__DOCUMENT EXTRACT__
┄┄┄┄┄┄┄┄┄┄┄┄┄┄┄┄┄┄┄┄

Below is a compiled list of common pitfalls I saw over the years on stackoverflow. I am going to propose common remedies to them also.
Date are not stored as date object; but as strings or timestamp... e.g.
{
"dateInString1": "2024-01-01",
"dateInString2": "13/09/2024",
"dateInString3": "13/Feb/2024",
"dateInTimestamp": 1709777005000
}
MongoDB offers a rich set of date APIs like $dateAdd
, $dateSubstract
, $dateTrunc
... You cannot leverage these APIs when you are not storing them as proper date objects.
Storing date as proper date objects.
{
"date": ISODate("2024-01-01")
}
- clean up existing data by using $toDate; if they are in standard format or timestamp
db.collection.update({},
[
{
"$set": {
"date": {
"$toDate": "$dateInString1"
}
}
}
])
- clean up exising data by using $dateFromString; if they are in some formatted date strings
db.collection.aggregate([
{
"$set": {
"date": {
"$dateFromString": {
"dateString": "$dateInString2",
"format": "%d/%m/%Y"
}
}
}
}
])
- break up the date into tokens using
$split
and use $dateFromParts to reform the date object if they are in non-standard format or you need extra parsing.
Below example assume:
- the date format is dd MMM yyyy HH:mm:ss zzz
- i.e. "01 Aug 2020 06:26:09 GMT"
- the timezone is always in GMT(timezone info will be ignored in following conversion script)
Steps:
$split
the date string into tokens for processing- try to locate the time string by checking
$indexOfCP
with:
. If it is a time string,$split
into tokens and put them back into the original array - use an array of month with
$indexOfArray
to convert them into int values(i.e. Jan to 1, Feb to 2 ...); Meanwhile, convert other string tokens into int - Use
$dateFromParts
with tokens to construct proper date object $merge
back to the collection for update
db.collection.aggregate([
// break into tokens for processing
{
"$addFields": {
"tokens": {
"$split": [
"$date",
" "

┄┄┄┄┄┄┄┄┄┄┄┄┄┄┄┄┄┄┄┄

__DATA SHOWN__
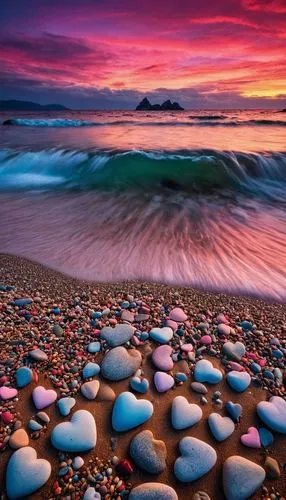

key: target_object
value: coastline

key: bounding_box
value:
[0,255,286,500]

┄┄┄┄┄┄┄┄┄┄┄┄┄┄┄┄┄┄┄┄

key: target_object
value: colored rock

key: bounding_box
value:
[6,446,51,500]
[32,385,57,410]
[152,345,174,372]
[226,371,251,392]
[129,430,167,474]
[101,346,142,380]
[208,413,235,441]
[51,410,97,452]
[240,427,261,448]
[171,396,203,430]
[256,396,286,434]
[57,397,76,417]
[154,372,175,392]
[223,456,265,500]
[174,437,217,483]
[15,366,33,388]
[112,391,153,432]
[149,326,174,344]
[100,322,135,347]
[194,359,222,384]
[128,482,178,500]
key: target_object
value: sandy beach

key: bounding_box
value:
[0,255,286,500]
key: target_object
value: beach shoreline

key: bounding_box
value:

┄┄┄┄┄┄┄┄┄┄┄┄┄┄┄┄┄┄┄┄

__OBJECTIVE__
In the text on MongoDB date pitfalls, retype the stretch from "Below is a compiled" through "or timestamp... e.g.". The records come from a separate source, unrelated to the text on MongoDB date pitfalls.

__RESULT OF THE EXERCISE__
Below is a compiled list of common pitfalls I saw over the years on stackoverflow. I am going to propose common remedies to them also.
Date are not stored as date object; but as strings or timestamp... e.g.